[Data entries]
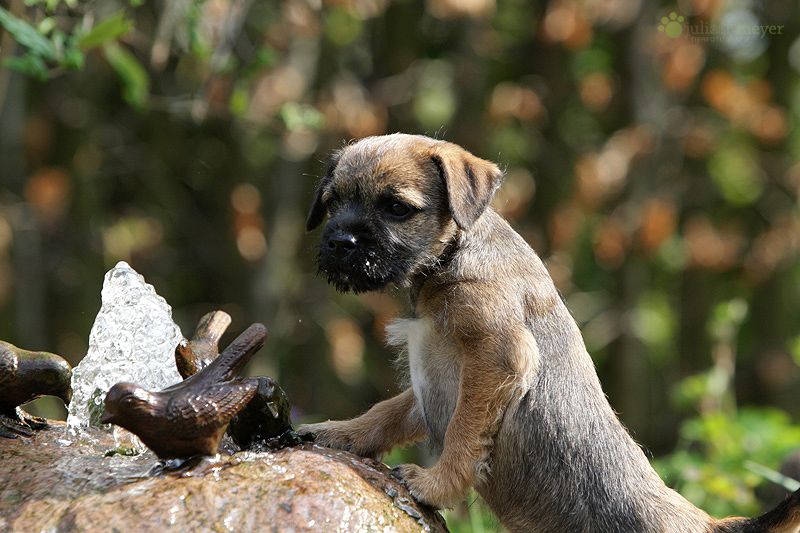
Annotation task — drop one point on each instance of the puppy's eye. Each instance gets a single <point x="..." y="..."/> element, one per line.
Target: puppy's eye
<point x="399" y="210"/>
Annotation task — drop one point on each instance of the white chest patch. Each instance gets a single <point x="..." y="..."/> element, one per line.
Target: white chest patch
<point x="434" y="368"/>
<point x="412" y="334"/>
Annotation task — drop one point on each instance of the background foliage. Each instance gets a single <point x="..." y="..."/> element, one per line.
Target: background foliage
<point x="650" y="161"/>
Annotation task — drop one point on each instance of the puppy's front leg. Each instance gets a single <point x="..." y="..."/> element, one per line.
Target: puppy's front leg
<point x="386" y="424"/>
<point x="491" y="378"/>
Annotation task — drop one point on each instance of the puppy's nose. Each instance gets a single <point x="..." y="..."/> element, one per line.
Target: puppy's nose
<point x="341" y="243"/>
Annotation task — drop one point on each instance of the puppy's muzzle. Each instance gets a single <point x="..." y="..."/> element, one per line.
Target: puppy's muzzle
<point x="341" y="244"/>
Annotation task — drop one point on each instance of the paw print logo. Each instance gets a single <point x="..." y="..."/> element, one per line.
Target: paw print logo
<point x="672" y="25"/>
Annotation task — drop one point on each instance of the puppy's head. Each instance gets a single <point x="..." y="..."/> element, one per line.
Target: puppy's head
<point x="394" y="203"/>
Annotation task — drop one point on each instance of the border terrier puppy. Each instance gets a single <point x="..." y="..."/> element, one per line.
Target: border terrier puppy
<point x="500" y="377"/>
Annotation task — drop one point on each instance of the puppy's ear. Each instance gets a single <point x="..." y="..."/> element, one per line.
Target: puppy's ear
<point x="469" y="180"/>
<point x="317" y="212"/>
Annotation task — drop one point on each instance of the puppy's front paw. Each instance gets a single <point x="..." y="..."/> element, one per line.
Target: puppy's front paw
<point x="338" y="434"/>
<point x="427" y="486"/>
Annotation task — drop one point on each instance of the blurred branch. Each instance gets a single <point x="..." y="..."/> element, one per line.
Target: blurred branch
<point x="7" y="48"/>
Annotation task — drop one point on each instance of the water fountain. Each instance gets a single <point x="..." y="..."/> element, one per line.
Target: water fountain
<point x="133" y="339"/>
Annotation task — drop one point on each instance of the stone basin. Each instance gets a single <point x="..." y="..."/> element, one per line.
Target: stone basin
<point x="45" y="486"/>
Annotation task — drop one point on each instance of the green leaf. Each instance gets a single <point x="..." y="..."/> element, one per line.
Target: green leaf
<point x="30" y="65"/>
<point x="134" y="77"/>
<point x="106" y="30"/>
<point x="27" y="36"/>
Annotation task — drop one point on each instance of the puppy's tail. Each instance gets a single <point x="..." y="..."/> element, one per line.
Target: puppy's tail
<point x="784" y="518"/>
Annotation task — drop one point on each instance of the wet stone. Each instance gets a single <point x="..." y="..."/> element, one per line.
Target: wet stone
<point x="45" y="486"/>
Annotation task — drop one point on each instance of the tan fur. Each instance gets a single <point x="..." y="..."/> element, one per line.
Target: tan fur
<point x="500" y="377"/>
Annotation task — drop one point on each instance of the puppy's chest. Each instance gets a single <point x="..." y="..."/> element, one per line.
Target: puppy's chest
<point x="434" y="365"/>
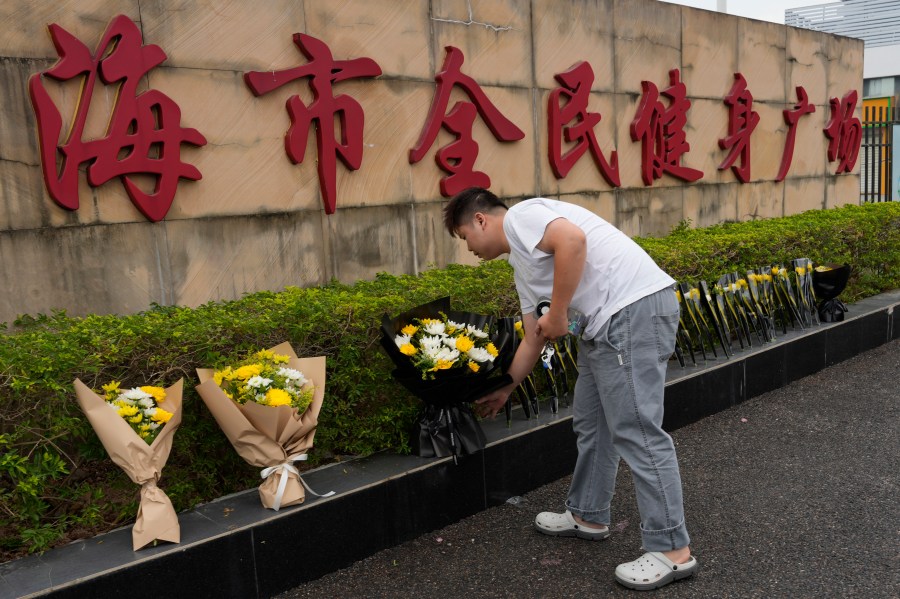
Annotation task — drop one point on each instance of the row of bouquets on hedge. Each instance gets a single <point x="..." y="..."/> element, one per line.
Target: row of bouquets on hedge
<point x="268" y="407"/>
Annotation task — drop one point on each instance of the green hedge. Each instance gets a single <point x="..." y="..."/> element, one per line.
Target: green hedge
<point x="56" y="483"/>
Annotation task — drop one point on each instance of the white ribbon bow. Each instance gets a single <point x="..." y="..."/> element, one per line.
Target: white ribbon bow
<point x="286" y="468"/>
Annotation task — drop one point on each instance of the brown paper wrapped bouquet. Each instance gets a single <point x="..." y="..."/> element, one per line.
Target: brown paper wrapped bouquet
<point x="137" y="427"/>
<point x="268" y="407"/>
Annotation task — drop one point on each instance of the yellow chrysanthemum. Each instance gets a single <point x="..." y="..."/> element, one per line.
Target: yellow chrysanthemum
<point x="126" y="411"/>
<point x="162" y="416"/>
<point x="222" y="375"/>
<point x="464" y="344"/>
<point x="158" y="393"/>
<point x="245" y="372"/>
<point x="264" y="354"/>
<point x="443" y="365"/>
<point x="277" y="397"/>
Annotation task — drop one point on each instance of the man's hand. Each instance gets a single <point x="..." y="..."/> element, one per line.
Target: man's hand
<point x="552" y="325"/>
<point x="491" y="404"/>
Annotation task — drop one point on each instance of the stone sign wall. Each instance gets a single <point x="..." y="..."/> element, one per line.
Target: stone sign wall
<point x="257" y="220"/>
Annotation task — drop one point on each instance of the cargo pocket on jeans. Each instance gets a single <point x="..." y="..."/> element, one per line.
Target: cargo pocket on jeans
<point x="665" y="326"/>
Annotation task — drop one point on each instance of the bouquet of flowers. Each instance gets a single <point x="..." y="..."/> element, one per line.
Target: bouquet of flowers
<point x="268" y="407"/>
<point x="447" y="359"/>
<point x="137" y="426"/>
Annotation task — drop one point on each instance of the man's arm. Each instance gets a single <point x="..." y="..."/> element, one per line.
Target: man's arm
<point x="523" y="363"/>
<point x="566" y="241"/>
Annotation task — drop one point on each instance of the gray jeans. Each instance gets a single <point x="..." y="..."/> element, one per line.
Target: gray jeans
<point x="618" y="413"/>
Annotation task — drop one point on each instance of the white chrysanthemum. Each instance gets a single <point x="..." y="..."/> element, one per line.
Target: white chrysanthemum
<point x="432" y="344"/>
<point x="135" y="394"/>
<point x="476" y="332"/>
<point x="294" y="376"/>
<point x="444" y="353"/>
<point x="435" y="328"/>
<point x="457" y="325"/>
<point x="257" y="382"/>
<point x="479" y="354"/>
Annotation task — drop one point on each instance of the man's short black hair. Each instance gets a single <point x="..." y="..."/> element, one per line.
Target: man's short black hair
<point x="462" y="208"/>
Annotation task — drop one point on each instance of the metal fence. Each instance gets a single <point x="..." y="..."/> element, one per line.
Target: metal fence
<point x="878" y="181"/>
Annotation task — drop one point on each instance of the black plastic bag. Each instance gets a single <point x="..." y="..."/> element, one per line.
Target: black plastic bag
<point x="447" y="426"/>
<point x="447" y="431"/>
<point x="827" y="285"/>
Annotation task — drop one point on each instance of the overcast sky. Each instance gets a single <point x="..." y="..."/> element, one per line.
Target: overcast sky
<point x="763" y="10"/>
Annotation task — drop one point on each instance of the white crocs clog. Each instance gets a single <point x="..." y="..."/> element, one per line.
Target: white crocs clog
<point x="564" y="525"/>
<point x="653" y="570"/>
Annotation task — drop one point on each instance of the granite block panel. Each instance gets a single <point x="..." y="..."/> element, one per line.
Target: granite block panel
<point x="601" y="203"/>
<point x="223" y="258"/>
<point x="841" y="190"/>
<point x="495" y="38"/>
<point x="226" y="34"/>
<point x="582" y="31"/>
<point x="707" y="205"/>
<point x="806" y="65"/>
<point x="761" y="58"/>
<point x="649" y="212"/>
<point x="361" y="241"/>
<point x="99" y="270"/>
<point x="710" y="52"/>
<point x="394" y="33"/>
<point x="647" y="43"/>
<point x="803" y="194"/>
<point x="84" y="19"/>
<point x="761" y="200"/>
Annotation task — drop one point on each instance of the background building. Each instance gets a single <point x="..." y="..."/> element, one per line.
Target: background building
<point x="877" y="23"/>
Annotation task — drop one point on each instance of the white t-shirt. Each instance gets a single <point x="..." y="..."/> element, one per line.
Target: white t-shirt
<point x="617" y="271"/>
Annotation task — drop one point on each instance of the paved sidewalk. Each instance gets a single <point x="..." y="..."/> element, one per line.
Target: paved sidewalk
<point x="795" y="493"/>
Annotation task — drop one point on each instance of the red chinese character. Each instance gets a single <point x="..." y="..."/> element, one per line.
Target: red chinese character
<point x="458" y="157"/>
<point x="844" y="132"/>
<point x="576" y="90"/>
<point x="791" y="118"/>
<point x="144" y="128"/>
<point x="323" y="71"/>
<point x="742" y="120"/>
<point x="661" y="131"/>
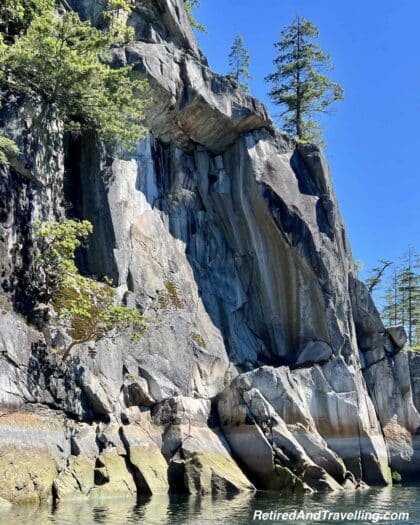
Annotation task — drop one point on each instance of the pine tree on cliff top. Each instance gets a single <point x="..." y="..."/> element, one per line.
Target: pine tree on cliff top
<point x="300" y="85"/>
<point x="239" y="63"/>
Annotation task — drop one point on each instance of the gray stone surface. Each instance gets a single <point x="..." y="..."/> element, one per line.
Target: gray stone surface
<point x="314" y="352"/>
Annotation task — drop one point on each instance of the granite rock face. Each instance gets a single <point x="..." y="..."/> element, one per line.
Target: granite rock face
<point x="264" y="364"/>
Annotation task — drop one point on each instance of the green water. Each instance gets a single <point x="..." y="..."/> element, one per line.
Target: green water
<point x="239" y="510"/>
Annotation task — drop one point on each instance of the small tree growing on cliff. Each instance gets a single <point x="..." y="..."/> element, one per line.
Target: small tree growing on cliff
<point x="84" y="307"/>
<point x="239" y="63"/>
<point x="190" y="5"/>
<point x="300" y="85"/>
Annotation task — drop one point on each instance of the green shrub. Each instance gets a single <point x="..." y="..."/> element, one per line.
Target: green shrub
<point x="84" y="307"/>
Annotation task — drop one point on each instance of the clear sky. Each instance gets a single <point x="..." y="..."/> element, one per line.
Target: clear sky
<point x="374" y="135"/>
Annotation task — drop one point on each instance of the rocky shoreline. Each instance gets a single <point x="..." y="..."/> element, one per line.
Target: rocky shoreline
<point x="265" y="364"/>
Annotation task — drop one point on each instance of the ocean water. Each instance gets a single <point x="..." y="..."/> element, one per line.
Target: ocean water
<point x="238" y="510"/>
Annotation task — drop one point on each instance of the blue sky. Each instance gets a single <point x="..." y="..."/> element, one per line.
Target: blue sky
<point x="373" y="136"/>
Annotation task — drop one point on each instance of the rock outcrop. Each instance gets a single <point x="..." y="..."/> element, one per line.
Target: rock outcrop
<point x="264" y="364"/>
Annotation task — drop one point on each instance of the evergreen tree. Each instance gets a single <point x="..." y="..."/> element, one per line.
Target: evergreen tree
<point x="376" y="275"/>
<point x="300" y="85"/>
<point x="409" y="285"/>
<point x="62" y="65"/>
<point x="239" y="63"/>
<point x="402" y="298"/>
<point x="392" y="309"/>
<point x="190" y="5"/>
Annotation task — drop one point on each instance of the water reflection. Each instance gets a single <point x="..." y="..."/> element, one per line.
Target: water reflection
<point x="195" y="510"/>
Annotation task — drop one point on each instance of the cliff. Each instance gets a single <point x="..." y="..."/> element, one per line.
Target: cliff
<point x="265" y="363"/>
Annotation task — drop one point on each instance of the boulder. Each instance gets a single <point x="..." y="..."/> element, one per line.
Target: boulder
<point x="76" y="480"/>
<point x="112" y="477"/>
<point x="26" y="474"/>
<point x="146" y="460"/>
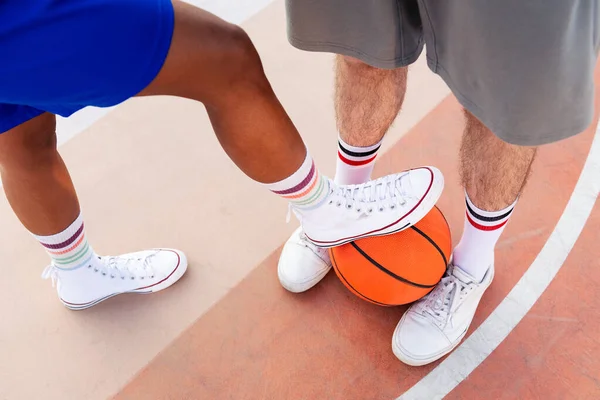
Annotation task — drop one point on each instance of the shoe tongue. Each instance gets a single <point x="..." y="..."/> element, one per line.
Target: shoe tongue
<point x="461" y="275"/>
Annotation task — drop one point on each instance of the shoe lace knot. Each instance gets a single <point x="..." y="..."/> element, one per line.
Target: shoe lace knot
<point x="445" y="298"/>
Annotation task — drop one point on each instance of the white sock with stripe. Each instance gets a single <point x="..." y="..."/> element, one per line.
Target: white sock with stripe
<point x="355" y="164"/>
<point x="304" y="189"/>
<point x="475" y="251"/>
<point x="69" y="249"/>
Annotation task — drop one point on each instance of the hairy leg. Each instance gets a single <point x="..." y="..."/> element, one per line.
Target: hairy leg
<point x="367" y="100"/>
<point x="493" y="172"/>
<point x="215" y="62"/>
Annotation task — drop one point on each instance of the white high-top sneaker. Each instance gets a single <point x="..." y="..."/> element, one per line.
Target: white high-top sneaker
<point x="104" y="277"/>
<point x="302" y="264"/>
<point x="435" y="325"/>
<point x="380" y="207"/>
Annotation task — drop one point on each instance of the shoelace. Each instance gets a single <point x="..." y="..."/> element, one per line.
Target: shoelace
<point x="439" y="303"/>
<point x="113" y="267"/>
<point x="320" y="252"/>
<point x="375" y="195"/>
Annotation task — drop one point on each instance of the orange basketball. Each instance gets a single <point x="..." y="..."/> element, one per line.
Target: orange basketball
<point x="399" y="268"/>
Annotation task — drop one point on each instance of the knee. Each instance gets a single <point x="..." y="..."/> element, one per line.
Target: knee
<point x="241" y="62"/>
<point x="28" y="146"/>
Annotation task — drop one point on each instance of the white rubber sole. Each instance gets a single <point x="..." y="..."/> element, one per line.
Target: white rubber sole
<point x="426" y="205"/>
<point x="165" y="283"/>
<point x="418" y="362"/>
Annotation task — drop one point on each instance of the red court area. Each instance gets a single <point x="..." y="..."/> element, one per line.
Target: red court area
<point x="261" y="342"/>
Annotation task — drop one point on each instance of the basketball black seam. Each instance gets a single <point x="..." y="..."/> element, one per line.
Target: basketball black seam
<point x="387" y="271"/>
<point x="433" y="243"/>
<point x="348" y="283"/>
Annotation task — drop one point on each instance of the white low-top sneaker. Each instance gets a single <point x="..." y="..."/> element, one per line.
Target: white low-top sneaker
<point x="380" y="207"/>
<point x="436" y="324"/>
<point x="104" y="277"/>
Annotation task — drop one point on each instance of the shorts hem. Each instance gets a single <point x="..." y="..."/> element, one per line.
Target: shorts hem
<point x="155" y="64"/>
<point x="499" y="132"/>
<point x="337" y="48"/>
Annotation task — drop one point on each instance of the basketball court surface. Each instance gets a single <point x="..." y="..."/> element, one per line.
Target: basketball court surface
<point x="150" y="173"/>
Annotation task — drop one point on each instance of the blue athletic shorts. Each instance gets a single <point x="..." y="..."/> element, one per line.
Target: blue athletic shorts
<point x="60" y="56"/>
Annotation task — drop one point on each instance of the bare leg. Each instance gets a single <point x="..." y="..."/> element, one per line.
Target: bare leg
<point x="215" y="63"/>
<point x="493" y="173"/>
<point x="35" y="179"/>
<point x="367" y="100"/>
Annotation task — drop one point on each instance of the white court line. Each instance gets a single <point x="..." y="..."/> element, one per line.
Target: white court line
<point x="234" y="11"/>
<point x="477" y="347"/>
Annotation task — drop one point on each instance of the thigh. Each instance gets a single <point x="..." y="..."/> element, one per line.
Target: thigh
<point x="209" y="58"/>
<point x="524" y="68"/>
<point x="381" y="33"/>
<point x="60" y="56"/>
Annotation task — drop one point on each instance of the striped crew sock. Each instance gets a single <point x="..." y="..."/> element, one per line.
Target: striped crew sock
<point x="69" y="249"/>
<point x="475" y="251"/>
<point x="355" y="164"/>
<point x="304" y="189"/>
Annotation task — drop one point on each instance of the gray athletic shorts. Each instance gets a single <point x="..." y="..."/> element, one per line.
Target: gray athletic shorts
<point x="525" y="68"/>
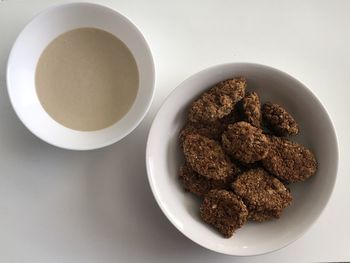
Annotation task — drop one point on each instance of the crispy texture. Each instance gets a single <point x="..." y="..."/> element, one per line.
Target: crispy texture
<point x="245" y="142"/>
<point x="212" y="130"/>
<point x="234" y="116"/>
<point x="251" y="109"/>
<point x="218" y="101"/>
<point x="224" y="210"/>
<point x="264" y="195"/>
<point x="206" y="157"/>
<point x="200" y="185"/>
<point x="289" y="161"/>
<point x="279" y="120"/>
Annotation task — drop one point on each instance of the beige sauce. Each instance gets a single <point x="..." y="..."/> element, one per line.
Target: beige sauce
<point x="86" y="79"/>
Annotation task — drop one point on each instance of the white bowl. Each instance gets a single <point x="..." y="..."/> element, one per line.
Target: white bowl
<point x="24" y="57"/>
<point x="163" y="159"/>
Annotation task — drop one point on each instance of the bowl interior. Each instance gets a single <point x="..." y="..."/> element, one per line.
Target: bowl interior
<point x="182" y="209"/>
<point x="33" y="40"/>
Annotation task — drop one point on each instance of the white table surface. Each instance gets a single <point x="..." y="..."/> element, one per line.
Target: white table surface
<point x="65" y="206"/>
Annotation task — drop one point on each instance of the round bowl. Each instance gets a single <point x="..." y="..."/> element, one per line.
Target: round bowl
<point x="27" y="49"/>
<point x="163" y="159"/>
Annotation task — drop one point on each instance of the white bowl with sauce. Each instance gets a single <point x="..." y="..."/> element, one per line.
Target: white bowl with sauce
<point x="80" y="76"/>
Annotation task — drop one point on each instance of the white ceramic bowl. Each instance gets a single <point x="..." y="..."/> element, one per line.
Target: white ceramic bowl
<point x="163" y="159"/>
<point x="24" y="57"/>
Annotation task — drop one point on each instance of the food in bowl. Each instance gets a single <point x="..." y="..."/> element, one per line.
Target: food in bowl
<point x="237" y="157"/>
<point x="86" y="79"/>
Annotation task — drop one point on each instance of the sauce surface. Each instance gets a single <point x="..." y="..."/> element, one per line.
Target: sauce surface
<point x="86" y="79"/>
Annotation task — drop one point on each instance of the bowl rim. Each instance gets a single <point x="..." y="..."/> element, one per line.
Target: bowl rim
<point x="136" y="121"/>
<point x="152" y="184"/>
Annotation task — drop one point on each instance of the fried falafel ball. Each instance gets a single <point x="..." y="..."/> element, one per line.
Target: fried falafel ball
<point x="218" y="101"/>
<point x="278" y="120"/>
<point x="251" y="109"/>
<point x="206" y="157"/>
<point x="264" y="195"/>
<point x="224" y="210"/>
<point x="200" y="185"/>
<point x="289" y="161"/>
<point x="245" y="142"/>
<point x="212" y="130"/>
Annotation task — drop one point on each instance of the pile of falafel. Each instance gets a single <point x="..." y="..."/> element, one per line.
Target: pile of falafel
<point x="238" y="156"/>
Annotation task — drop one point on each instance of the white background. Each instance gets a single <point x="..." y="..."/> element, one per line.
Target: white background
<point x="65" y="206"/>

* **Task description**
Arrange the listing above as a numbered list, from the line containing "the bowl rim." through the last line of the listing, both ends included. Leave out any blank lines.

* **Full output**
1. Annotation task — drop one point on each instance of the bowl rim. Each instance gets a single <point x="..." y="..."/> element, one per line.
2. Target: bowl rim
3. <point x="136" y="121"/>
4. <point x="152" y="184"/>
5. Annotation task — drop one point on each instance of the fried falafel ball. Each instance gets a single <point x="..." y="..."/> element, one per line.
6. Target: fried falafel ball
7. <point x="218" y="101"/>
8. <point x="278" y="120"/>
9. <point x="251" y="109"/>
10. <point x="206" y="157"/>
11. <point x="264" y="195"/>
12. <point x="224" y="210"/>
13. <point x="200" y="185"/>
14. <point x="289" y="161"/>
15. <point x="245" y="142"/>
16. <point x="212" y="130"/>
17. Annotation task — drop one point on each instance of the pile of falafel. Each instance gets a single <point x="..." y="..."/> element, one per line.
18. Target: pile of falafel
19. <point x="238" y="156"/>
20. Annotation task — drop one point on each instance of the white background. Each instance gets a single <point x="..." y="..."/> element, one per line.
21. Target: white background
22. <point x="65" y="206"/>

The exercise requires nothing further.